OBJECTIF DU TRAVAIL »
Restituez mot pour mot le passage de l'article sur le coronavirus en Iran compris entre « Troisième foyer le » et « compétentes en Iran. », bornes incluses.

TEXTE FOURNI »
▼
Troisième foyer le plus important de coronavirus, l’Iran a toutes les peines du monde à contenir la propagation de l’épidémie qui empire de jour en jour. Le pays décompte ce 11 mars 9000 contaminés, dont 354 morts et 5.687 cas actifs. Et certaines universités américaines ont même estimé, études à l’appui, que le nombre de cas était très largement supérieur à celui annoncé par les autorités compétentes en Iran.
Comment expliquer un tel niveau de propagation dans le pays? Surtout qu’il s’agit du seul de la région à connaître une telle explosion. Bahreïn, par exemple, est deuxième avec 187 cas. Le gouffre est abyssal. Au micro de Sputnik, Thierry Coville, spécialiste de l’Iran à l’IRIS (Institut de Relations Internationales et Stratégiques), apporte plusieurs éléments de réponses:
«D’une part, l’Iran est ultra-dépendant de la Chine. C’est le seul pays qui lui achète encore du pétrole malgré l’embargo américain. Des vols quotidiens entre l’Iran et la Chine ont d’ailleurs continué d’avoir lieu tard après le début de la crise. On peut donc penser qu’il y a une contamination qui est arrivée par-là.»
Les autorités iraniennes ont aussi de leur côté tardé à apporter des réponses efficaces dans les premiers bassins de propagation. «Les premiers cas ont été détectés à Qom [ville sainte iranienne, ndlr] et les autorités iraniennes ont tardé à mettre cette ville en quarantaine alors qu’elle aurait dû l’être depuis le début car des masses de monde s’y retrouvent», souligne Thierry Coville.
Le vice-ministre de la santé et 23 parlementaires contaminés
Le spécialiste explique par ailleurs que l’épisode de Qom est symptomatique de la lutte entre autorité politique et religieuse en Iran: «Est-ce que les autorités politiques avaient le pouvoir suffisant par rapport à l’autorité religieuse pour mettre Qom en quarantaine? Je n’en suis pas sûr». Ces premiers facteurs permettent d’expliquer l’arrivée et les premiers stades de propagation du virus, mais comment expliquer l’incapacité des autorités iraniennes à le contenir? Pour notre spécialiste, l’embargo américain sur l’Iran est en partie responsable:
«Une enquête est parue sur la capacité des pays à résister à ce genre de virus, et celle-ci est très liée au niveau de développement économique», indique-t-il. Pour lui, «les sanctions américaines ont plongé l’économie iranienne dans sa plus grave crise depuis la révolution de 1979. Le système de santé iranien est compétant, mais il a tout de même des problèmes similaires à ceux des autres pays émergents, alors si l’on ajoute à cela les sanctions…»
Les sanctions ont encore frappé. Iraniens, au nom de la démocratie, vous n’avez pas le droit de vous soigner https://t.co/SEege8NJ6E
— Régis Le Sommier (@LeSommierRgis) March 11, 2020
Thierry Coville trace d’ailleurs un parallèle avec la France pour prendre la mesure de la situation. Il explique que «si les hôpitaux français, avec mois de 2.000 cas sont débordés face à cette crise, on peut imaginer ce que c’est en Iran qui en a plus de 8.000 et qui a le fardeau des sanctions».
▲
Éléments conservés d'une collection:
▼
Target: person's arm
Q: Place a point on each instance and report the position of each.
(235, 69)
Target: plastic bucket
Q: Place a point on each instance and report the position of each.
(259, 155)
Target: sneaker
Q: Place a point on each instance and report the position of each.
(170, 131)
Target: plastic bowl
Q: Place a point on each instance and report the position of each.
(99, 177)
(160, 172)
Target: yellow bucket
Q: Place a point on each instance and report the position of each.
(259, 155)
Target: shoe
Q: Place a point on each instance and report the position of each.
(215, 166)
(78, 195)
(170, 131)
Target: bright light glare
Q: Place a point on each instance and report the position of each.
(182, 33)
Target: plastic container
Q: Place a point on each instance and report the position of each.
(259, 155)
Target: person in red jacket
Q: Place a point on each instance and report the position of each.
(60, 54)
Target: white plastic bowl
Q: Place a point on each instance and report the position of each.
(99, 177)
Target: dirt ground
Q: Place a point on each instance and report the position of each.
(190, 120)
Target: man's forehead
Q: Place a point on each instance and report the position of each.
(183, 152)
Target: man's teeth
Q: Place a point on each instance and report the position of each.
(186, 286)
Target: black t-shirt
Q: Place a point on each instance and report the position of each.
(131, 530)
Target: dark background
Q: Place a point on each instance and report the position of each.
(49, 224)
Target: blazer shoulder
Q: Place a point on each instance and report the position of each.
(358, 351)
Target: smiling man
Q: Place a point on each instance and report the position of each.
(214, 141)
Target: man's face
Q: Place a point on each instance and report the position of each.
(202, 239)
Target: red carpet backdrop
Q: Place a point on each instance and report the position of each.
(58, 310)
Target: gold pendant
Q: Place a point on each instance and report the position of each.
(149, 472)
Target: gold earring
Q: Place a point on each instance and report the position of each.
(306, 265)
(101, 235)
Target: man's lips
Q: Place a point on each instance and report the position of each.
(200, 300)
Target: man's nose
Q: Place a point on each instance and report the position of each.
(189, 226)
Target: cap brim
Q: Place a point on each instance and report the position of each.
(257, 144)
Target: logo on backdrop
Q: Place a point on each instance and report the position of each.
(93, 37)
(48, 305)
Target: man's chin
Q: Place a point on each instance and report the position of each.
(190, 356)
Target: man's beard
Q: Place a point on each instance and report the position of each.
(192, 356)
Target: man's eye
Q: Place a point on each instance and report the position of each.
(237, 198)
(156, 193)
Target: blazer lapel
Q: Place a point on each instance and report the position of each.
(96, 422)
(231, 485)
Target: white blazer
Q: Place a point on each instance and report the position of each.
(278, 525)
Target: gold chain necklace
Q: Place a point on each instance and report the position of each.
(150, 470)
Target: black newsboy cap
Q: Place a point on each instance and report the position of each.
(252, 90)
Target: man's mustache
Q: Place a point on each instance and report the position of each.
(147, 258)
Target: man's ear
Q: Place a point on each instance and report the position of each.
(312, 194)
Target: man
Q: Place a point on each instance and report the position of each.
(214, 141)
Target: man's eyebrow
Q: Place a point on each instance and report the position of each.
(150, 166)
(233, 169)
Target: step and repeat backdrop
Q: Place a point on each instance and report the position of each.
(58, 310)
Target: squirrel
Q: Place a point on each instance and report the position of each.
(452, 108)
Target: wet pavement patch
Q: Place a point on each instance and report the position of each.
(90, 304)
▲
RÉSULTAT ATTENDU »
Troisième foyer le plus important de coronavirus, l’Iran a toutes les peines du monde à contenir la propagation de l’épidémie qui empire de jour en jour. Le pays décompte ce 11 mars 9000 contaminés, dont 354 morts et 5.687 cas actifs. Et certaines universités américaines ont même estimé, études à l’appui, que le nombre de cas était très largement supérieur à celui annoncé par les autorités compétentes en Iran.